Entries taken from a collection
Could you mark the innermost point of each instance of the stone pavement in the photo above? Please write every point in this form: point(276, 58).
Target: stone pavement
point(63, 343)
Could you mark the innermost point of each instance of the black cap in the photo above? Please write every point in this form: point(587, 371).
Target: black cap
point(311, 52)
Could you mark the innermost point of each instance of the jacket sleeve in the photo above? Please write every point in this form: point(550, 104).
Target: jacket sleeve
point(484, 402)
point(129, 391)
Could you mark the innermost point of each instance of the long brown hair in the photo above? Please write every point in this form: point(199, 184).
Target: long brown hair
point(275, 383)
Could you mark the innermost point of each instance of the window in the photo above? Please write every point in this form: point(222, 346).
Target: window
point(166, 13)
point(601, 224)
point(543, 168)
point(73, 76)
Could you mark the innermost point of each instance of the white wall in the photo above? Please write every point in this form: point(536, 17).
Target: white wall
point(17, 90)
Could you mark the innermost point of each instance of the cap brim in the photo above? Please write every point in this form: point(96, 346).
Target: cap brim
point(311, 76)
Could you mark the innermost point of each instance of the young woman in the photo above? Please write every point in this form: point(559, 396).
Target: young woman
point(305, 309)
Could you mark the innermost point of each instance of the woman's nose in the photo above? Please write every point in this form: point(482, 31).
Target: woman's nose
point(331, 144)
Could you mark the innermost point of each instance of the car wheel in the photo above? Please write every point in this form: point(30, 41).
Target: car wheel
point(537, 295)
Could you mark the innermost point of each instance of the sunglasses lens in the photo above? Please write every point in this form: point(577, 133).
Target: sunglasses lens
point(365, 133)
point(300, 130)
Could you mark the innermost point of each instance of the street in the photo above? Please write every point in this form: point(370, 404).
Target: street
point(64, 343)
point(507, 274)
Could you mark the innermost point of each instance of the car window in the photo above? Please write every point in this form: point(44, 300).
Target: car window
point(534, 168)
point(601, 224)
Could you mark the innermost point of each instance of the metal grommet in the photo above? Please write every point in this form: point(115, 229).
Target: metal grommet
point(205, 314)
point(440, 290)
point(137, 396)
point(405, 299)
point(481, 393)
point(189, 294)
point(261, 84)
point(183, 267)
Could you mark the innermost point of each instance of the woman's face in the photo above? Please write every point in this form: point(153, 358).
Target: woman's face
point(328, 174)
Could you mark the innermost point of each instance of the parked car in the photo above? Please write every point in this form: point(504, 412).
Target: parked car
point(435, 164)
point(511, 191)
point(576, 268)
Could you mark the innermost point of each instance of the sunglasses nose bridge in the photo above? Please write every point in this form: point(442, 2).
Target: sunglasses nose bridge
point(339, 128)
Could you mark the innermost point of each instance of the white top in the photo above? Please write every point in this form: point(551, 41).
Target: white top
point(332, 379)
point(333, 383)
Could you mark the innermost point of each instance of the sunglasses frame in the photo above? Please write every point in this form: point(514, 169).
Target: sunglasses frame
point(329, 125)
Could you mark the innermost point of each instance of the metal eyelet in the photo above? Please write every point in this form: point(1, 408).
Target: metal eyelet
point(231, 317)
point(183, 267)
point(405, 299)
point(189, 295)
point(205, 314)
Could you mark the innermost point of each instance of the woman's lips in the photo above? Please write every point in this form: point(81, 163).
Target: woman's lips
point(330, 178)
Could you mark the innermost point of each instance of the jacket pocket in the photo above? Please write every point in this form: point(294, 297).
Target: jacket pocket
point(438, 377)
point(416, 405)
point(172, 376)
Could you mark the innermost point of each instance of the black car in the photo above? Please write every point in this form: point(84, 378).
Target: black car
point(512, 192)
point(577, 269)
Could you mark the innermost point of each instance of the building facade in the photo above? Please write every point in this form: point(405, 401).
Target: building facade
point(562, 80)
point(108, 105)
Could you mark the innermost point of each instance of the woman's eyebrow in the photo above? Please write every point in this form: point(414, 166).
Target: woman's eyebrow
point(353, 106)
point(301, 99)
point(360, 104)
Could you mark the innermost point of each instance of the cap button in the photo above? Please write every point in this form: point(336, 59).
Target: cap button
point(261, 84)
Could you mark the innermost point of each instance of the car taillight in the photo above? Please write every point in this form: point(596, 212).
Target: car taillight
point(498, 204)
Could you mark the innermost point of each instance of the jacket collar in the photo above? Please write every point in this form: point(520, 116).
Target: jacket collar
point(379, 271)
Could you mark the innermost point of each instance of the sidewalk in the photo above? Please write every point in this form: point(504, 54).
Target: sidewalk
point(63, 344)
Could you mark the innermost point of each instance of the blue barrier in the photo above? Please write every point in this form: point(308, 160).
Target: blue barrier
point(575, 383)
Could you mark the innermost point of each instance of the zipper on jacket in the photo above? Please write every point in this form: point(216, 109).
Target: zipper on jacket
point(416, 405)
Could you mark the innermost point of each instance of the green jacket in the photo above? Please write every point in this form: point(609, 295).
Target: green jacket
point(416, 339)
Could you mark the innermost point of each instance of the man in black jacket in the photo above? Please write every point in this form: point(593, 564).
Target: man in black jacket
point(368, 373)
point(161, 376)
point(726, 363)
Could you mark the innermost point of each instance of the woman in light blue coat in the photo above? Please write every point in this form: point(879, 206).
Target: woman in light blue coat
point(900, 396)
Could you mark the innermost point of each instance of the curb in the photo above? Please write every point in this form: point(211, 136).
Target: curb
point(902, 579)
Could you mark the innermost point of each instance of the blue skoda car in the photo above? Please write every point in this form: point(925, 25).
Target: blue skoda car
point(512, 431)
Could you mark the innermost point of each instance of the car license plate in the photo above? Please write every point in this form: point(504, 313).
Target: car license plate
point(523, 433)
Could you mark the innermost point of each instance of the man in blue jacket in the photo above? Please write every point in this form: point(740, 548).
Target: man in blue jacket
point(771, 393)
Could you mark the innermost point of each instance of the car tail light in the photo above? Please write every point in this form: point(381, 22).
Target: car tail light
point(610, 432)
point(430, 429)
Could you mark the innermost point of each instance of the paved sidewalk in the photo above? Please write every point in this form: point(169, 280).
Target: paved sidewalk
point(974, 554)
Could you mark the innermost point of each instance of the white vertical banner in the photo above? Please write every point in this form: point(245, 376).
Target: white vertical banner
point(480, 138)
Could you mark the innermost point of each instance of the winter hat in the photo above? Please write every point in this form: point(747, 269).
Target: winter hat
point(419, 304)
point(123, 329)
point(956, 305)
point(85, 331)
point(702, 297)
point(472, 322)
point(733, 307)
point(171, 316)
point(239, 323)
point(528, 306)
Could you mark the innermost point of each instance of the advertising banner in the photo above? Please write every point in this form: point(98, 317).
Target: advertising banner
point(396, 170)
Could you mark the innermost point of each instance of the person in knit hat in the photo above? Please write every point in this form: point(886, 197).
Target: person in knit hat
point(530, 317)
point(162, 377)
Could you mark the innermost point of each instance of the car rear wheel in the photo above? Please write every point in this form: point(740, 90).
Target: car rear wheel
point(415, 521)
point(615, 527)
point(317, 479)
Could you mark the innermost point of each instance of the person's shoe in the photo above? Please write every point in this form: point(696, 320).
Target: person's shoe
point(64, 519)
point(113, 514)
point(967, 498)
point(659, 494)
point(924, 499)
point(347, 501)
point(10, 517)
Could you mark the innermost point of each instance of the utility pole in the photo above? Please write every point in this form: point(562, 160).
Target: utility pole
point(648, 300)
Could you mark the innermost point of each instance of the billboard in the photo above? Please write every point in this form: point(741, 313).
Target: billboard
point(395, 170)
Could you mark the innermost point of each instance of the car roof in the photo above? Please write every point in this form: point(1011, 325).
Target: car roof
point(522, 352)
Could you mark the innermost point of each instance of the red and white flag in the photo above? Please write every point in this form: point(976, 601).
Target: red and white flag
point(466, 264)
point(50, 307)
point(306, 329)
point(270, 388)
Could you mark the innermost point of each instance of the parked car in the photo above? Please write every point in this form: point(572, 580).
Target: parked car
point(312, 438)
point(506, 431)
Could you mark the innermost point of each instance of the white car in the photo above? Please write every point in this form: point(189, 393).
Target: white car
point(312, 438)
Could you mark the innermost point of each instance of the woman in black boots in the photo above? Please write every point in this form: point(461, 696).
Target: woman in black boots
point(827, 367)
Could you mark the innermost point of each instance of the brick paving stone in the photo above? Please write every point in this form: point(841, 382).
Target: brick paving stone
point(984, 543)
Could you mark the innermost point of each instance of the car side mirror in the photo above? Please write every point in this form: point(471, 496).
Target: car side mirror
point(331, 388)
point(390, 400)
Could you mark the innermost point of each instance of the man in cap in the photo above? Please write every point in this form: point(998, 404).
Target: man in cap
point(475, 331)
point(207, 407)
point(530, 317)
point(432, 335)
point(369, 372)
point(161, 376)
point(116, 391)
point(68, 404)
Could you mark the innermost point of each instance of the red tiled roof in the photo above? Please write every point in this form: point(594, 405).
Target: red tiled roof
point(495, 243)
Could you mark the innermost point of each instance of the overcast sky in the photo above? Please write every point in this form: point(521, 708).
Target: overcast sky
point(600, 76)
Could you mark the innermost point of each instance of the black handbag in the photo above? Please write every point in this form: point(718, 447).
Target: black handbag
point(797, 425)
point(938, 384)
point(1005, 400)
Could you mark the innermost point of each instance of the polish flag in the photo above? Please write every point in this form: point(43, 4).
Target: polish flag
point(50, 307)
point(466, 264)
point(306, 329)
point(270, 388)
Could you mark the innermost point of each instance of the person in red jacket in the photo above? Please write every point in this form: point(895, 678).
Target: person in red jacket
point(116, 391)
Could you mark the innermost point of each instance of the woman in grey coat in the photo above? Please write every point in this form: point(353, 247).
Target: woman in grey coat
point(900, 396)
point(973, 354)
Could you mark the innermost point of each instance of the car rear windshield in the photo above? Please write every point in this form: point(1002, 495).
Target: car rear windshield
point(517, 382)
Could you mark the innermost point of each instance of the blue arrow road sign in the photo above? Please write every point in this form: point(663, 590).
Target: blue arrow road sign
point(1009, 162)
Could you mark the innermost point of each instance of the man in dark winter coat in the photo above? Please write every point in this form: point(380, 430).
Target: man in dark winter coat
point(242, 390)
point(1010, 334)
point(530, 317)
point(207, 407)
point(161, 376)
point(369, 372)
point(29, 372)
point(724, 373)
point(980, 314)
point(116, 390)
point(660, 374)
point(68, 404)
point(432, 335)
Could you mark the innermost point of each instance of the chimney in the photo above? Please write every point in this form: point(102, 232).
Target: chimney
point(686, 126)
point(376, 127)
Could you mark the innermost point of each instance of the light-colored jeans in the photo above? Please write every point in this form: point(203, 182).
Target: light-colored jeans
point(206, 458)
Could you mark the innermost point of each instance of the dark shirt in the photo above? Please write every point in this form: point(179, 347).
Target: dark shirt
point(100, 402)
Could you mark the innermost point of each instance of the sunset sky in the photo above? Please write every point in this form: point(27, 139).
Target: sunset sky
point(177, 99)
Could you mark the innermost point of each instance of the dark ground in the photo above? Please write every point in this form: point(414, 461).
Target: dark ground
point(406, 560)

Task requirements:
Please recast the data starting with the line containing "form: point(96, 346)." and going on through the line containing "point(300, 130)" as a two-column CSV headed text and answer, one row each. Quote every field and turn any line breaks into spaces.

Response for this exercise:
text,answer
"Could you mark the innermost point of each instance of the cap brim in the photo above? Please write every point in this form: point(96, 346). Target: cap brim","point(311, 76)"
"Could you mark the innermost point of each instance of the young woman in the photo above? Please write every point in this form: point(559, 396). Target: young woman","point(305, 309)"
"Could you mark the innermost point of each instance of the woman's nose in the photo above? Please write every point in this form: point(482, 31). Target: woman's nose","point(331, 144)"
"Could you mark the innermost point of each instance of the car wheel in the photo above? Please write every point in this form: point(30, 41). Target: car wheel","point(537, 295)"
"Could you mark the innermost point of each instance of the sunglasses lens in the photo above? Please write every point in this form: point(577, 133). Target: sunglasses lens","point(365, 133) point(300, 130)"